● THE TASK
Write out precisely the lines beginning with the line that contains "Tag the earlobe" and ending with the last line of the entries, and no other lines.

● DATA

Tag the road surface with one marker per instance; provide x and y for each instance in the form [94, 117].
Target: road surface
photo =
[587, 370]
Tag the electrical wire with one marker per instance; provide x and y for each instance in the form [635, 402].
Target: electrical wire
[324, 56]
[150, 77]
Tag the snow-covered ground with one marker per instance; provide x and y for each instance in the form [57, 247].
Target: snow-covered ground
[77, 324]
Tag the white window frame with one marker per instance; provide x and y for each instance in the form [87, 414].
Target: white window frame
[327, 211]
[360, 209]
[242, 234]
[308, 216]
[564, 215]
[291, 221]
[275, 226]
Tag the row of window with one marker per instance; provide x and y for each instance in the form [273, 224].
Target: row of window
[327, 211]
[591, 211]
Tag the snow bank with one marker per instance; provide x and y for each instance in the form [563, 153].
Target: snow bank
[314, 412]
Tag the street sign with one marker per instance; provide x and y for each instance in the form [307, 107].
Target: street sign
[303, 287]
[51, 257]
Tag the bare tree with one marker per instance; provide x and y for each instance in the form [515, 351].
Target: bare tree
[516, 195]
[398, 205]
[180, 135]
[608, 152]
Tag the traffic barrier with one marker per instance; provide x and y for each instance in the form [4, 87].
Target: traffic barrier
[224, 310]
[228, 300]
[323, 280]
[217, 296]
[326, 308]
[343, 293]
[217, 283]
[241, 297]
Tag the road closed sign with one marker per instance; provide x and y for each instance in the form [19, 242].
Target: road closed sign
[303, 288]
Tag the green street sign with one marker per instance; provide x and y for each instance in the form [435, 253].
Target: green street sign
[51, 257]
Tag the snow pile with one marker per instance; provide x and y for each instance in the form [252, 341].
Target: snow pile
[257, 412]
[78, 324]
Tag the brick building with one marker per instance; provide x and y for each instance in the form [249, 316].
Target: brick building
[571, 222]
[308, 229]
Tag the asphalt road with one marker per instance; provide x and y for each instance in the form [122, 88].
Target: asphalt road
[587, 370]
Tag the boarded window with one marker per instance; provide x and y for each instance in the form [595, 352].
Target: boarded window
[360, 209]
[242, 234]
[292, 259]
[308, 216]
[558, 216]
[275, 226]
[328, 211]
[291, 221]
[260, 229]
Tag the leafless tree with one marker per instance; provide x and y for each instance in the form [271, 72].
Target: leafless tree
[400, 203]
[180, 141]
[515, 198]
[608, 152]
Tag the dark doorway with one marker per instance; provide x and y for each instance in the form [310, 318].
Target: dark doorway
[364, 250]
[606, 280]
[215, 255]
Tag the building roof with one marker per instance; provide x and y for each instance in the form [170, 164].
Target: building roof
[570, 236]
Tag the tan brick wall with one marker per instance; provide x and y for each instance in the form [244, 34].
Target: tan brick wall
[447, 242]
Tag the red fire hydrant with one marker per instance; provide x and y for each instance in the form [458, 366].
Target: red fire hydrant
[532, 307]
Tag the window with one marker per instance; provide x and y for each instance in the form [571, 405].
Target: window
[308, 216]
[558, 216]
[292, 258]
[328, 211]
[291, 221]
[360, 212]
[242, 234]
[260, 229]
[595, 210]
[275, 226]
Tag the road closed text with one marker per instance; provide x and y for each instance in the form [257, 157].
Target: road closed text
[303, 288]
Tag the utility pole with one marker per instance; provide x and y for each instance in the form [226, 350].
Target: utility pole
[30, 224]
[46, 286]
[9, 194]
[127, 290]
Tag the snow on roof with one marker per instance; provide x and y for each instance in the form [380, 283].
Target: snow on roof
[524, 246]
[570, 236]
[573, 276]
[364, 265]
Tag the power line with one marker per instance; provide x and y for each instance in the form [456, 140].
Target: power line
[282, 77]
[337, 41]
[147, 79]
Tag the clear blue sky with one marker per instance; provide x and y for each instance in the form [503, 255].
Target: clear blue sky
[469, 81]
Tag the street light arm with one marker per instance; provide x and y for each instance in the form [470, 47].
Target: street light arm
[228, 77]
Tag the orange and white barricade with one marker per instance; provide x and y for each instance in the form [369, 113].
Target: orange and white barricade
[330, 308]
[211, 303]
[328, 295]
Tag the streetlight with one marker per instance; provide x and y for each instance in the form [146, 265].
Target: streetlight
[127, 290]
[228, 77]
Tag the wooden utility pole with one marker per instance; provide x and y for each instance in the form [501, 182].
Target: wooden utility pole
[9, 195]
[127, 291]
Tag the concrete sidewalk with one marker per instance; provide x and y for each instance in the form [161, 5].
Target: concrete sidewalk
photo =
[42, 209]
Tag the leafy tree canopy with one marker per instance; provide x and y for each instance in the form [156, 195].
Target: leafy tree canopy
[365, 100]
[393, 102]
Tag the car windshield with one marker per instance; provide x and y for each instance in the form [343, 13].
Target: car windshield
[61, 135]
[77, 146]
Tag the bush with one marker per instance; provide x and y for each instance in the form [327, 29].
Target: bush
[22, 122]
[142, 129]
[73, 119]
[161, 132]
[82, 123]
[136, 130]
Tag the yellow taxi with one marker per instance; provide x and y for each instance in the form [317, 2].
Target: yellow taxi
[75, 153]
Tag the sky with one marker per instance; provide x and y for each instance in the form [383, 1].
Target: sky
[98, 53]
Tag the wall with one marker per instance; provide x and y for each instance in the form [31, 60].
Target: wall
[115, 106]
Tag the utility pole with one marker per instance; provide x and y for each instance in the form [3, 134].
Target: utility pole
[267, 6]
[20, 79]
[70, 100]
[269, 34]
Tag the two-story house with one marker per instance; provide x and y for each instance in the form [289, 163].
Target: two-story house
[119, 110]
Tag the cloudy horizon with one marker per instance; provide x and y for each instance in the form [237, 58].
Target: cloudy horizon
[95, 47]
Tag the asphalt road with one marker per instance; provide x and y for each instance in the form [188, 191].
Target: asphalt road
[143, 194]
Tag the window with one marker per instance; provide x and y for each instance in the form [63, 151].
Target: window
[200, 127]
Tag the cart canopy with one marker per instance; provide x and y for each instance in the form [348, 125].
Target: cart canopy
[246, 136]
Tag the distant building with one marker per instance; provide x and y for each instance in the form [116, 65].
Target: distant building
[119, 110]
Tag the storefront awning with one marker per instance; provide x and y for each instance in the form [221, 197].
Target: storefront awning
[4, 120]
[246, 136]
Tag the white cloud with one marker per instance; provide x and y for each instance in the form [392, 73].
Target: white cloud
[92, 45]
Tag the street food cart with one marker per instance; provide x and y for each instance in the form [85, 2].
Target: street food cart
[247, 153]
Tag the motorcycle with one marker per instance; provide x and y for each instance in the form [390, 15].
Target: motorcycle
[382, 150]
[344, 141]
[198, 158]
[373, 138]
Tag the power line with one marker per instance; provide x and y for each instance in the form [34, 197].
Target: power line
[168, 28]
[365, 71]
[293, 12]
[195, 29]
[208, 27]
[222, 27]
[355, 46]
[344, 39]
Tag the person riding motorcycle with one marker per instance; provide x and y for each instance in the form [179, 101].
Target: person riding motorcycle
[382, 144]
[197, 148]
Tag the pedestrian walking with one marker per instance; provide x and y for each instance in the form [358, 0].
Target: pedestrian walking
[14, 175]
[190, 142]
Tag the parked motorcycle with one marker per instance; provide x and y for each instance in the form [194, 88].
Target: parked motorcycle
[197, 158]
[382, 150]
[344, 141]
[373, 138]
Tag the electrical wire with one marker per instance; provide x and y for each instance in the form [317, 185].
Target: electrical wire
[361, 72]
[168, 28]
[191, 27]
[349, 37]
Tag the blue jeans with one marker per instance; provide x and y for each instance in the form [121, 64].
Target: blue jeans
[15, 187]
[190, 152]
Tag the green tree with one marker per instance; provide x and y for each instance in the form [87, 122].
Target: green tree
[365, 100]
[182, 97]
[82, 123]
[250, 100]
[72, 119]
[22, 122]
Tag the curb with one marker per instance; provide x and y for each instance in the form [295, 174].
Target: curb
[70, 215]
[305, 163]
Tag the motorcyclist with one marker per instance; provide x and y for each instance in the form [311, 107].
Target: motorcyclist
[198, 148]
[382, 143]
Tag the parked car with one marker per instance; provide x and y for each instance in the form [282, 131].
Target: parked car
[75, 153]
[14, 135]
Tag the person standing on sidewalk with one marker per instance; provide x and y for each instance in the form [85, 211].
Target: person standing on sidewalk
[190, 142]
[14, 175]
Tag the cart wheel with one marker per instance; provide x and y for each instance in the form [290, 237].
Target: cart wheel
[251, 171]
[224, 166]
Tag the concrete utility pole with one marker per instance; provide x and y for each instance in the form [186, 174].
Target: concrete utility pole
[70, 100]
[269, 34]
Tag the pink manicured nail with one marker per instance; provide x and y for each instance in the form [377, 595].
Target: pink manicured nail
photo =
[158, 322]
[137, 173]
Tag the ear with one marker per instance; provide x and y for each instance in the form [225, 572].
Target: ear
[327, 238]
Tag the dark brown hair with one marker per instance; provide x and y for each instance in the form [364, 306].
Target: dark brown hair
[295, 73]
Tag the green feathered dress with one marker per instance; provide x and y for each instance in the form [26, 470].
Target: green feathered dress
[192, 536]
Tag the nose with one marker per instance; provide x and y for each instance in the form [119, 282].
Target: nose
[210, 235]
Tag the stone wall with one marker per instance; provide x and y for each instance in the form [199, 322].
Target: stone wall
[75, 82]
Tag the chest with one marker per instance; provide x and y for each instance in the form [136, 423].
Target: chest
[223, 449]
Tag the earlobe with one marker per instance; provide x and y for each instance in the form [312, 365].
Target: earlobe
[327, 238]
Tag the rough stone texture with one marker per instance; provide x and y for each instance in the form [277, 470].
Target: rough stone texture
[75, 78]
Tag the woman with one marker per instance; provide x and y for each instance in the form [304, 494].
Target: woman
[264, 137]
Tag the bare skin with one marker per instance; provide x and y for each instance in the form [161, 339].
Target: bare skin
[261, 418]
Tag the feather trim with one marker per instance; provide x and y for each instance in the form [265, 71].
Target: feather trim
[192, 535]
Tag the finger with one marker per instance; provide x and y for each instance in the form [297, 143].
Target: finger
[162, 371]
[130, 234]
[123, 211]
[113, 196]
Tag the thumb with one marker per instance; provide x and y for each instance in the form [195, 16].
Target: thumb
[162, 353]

● OUTPUT OF THE EXERCISE
Tag the earlobe with one marker per instance; provide x and y for each instance in the form [312, 365].
Target: earlobe
[327, 238]
Tag the rough stone texture with one marker per instance; provide x and y for each instance in the form [277, 470].
Target: rough stone texture
[75, 78]
Tag the woman with one marker per instance; provide x and y for each instance in the form [304, 494].
Target: woman
[264, 137]
Tag the bare skin with one marker per instance; provide x and y for each instance in the form [161, 339].
Target: bare skin
[261, 418]
Tag the feather trim with one marker per instance; provide x and y for each instance in the form [265, 71].
Target: feather trim
[192, 535]
Tag the finger with one marker per instance; provide x and y for each instance in the form [297, 143].
Target: finger
[162, 371]
[130, 234]
[123, 211]
[113, 196]
Tag the thumb with one marker per instance; provide x and y for each instance in the form [195, 16].
Target: thumb
[162, 353]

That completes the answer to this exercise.